→ Requirement: Lines from the top of the listing down to the one with "box: [245, 79, 970, 827]", inclusive, are to be copied exactly.

→ Task input:
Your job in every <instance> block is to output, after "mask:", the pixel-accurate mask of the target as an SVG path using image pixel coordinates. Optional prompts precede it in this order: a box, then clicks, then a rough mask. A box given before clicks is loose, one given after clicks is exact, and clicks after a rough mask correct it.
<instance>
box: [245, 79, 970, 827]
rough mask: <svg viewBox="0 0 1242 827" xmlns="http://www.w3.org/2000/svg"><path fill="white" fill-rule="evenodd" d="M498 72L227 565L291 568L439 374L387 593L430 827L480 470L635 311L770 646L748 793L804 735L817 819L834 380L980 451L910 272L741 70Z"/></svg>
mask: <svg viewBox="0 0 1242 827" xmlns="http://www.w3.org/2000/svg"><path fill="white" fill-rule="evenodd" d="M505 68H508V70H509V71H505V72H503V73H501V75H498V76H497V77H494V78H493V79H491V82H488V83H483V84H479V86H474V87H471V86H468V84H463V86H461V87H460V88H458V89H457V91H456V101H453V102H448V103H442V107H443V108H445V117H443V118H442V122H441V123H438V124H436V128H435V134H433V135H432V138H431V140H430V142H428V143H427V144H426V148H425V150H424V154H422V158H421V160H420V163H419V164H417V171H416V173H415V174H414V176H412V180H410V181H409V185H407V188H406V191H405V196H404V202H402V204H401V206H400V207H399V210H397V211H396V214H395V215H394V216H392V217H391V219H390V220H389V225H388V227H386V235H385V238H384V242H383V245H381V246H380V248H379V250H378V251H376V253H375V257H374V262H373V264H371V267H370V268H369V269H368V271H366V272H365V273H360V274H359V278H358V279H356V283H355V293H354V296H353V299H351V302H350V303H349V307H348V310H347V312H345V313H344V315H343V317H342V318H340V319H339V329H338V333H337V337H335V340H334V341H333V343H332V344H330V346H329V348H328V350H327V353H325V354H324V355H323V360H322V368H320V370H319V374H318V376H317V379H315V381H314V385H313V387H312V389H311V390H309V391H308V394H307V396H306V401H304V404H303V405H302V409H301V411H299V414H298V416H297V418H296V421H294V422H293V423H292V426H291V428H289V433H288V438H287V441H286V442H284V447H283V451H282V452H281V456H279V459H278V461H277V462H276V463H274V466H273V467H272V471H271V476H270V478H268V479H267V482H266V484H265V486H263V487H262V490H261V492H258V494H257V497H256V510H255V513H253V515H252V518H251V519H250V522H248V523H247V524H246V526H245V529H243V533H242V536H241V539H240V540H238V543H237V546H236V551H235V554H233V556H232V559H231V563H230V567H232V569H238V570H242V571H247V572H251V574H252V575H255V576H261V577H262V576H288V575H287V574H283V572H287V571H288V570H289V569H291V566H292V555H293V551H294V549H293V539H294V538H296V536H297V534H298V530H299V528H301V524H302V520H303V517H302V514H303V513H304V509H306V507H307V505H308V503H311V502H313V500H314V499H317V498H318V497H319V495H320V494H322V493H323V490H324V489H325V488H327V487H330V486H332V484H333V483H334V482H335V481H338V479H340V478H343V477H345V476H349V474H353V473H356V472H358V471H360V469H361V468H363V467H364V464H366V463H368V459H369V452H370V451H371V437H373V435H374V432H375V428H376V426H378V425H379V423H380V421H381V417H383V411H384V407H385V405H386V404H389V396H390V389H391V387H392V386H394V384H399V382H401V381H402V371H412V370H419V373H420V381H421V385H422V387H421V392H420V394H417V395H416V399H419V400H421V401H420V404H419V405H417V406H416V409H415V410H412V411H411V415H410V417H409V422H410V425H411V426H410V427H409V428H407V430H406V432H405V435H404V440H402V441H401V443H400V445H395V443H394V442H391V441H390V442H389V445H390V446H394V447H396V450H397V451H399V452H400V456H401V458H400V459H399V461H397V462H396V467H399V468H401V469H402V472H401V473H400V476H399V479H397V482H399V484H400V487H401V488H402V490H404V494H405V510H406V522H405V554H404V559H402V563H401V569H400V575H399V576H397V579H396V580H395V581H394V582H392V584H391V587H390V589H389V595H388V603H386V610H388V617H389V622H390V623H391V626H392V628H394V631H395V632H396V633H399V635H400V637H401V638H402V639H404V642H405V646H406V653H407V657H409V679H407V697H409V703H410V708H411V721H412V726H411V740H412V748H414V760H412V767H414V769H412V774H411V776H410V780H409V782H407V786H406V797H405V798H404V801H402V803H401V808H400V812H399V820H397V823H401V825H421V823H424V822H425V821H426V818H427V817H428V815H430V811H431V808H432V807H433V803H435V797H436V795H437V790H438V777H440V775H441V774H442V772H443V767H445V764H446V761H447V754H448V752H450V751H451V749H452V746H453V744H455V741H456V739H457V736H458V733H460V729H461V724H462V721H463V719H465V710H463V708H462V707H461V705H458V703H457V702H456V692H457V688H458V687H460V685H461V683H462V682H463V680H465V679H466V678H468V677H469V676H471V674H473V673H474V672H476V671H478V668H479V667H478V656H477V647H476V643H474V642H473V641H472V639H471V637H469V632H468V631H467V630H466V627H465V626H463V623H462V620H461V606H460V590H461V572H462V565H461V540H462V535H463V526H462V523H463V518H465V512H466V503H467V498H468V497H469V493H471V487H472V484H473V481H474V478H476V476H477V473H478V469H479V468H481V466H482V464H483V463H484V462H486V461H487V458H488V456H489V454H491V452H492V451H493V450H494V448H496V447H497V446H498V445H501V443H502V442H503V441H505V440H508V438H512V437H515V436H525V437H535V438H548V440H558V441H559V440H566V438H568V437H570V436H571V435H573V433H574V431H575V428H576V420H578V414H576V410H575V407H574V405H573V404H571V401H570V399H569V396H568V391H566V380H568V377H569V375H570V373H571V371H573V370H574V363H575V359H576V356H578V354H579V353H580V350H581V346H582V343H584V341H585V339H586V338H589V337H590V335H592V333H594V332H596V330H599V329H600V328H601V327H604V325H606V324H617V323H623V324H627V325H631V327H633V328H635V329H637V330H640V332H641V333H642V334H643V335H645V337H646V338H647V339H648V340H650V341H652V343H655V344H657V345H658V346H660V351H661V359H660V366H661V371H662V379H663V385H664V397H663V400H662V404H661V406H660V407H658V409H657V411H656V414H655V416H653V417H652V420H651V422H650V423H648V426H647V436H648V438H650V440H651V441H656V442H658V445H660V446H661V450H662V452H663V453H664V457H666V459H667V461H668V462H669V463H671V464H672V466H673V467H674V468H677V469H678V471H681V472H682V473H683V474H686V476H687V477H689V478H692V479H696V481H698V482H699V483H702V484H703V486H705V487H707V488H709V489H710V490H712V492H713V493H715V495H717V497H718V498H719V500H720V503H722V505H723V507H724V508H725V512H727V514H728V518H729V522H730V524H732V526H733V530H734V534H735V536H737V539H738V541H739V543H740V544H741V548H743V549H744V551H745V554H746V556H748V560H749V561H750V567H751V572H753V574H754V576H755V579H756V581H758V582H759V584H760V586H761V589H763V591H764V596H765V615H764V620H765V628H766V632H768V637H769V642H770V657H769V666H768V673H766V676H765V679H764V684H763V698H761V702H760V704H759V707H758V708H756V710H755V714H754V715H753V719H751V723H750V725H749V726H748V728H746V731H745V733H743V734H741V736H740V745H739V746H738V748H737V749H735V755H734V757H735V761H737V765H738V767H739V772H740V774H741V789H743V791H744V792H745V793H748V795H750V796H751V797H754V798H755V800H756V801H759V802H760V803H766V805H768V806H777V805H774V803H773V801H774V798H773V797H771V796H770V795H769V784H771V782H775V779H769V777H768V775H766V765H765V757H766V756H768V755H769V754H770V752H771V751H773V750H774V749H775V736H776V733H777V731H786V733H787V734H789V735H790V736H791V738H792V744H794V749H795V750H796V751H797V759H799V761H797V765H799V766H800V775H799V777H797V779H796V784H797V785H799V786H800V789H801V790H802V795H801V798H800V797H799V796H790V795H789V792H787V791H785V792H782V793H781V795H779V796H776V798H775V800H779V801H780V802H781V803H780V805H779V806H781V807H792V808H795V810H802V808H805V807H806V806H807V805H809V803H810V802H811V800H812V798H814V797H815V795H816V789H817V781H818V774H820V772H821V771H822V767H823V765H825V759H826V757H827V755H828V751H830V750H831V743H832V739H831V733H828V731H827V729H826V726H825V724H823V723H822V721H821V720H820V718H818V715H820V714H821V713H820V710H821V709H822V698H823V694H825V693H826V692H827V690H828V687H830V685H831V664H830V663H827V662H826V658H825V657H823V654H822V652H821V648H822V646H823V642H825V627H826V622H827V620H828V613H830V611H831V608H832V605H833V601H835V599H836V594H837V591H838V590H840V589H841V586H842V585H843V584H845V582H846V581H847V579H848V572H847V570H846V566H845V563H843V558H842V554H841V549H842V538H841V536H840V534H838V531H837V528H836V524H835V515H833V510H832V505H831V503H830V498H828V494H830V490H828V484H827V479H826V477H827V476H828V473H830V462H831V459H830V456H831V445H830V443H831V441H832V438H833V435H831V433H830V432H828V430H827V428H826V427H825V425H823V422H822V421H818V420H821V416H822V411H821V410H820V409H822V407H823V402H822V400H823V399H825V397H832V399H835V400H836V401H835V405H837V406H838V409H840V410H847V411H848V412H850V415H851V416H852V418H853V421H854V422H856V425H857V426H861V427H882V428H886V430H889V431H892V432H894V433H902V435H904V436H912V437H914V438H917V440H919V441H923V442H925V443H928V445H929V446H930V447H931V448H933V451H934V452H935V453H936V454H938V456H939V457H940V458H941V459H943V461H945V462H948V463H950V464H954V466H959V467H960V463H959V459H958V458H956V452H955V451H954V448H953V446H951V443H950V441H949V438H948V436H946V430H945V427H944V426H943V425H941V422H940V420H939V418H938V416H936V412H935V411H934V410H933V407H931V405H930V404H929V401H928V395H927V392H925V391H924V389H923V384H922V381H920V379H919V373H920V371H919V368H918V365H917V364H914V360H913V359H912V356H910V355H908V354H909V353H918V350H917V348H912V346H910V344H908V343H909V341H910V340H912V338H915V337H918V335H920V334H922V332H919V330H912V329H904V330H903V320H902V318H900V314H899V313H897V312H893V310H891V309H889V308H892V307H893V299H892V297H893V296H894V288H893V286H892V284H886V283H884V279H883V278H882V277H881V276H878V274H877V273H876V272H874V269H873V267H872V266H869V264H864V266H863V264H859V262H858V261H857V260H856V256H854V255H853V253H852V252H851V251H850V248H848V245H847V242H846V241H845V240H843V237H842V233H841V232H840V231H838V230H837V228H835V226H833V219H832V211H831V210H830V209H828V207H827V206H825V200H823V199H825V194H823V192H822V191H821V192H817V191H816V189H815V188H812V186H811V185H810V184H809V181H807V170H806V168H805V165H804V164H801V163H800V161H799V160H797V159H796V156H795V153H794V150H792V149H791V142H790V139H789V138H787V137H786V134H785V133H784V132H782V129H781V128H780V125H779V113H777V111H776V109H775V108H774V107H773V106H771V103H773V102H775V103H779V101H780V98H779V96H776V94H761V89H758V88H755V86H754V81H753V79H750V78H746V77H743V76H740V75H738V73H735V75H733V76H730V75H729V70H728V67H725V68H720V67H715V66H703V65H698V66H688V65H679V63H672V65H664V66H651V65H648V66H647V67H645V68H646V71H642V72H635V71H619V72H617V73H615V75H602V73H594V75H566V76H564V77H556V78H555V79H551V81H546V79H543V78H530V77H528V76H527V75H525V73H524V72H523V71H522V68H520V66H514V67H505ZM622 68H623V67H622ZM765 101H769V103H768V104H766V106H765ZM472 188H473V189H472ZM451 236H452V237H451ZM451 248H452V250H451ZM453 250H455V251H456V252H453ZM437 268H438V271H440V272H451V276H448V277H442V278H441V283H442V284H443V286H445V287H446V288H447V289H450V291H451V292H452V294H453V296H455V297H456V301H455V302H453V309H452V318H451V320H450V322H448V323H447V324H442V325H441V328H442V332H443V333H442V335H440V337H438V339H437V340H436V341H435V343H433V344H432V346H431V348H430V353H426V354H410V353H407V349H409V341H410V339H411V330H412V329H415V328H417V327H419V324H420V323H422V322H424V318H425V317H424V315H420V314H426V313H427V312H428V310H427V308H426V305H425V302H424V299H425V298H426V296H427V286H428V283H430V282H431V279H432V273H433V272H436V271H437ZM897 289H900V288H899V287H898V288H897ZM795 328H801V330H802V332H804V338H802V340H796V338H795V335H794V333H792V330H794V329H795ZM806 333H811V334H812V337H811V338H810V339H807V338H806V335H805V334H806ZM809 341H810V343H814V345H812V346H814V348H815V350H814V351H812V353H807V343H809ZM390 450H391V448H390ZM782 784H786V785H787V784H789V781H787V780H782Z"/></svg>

→ Solution:
Your job in every <instance> block is to output, after "mask:", the pixel-accurate mask of the target as an SVG path using image pixel coordinates. Optional prompts precede it in this order: a box, then clicks, then a rough mask. A box given before clicks is loose, one given after clicks is exact, and clicks after a rough mask correct it.
<instance>
box: [245, 79, 970, 827]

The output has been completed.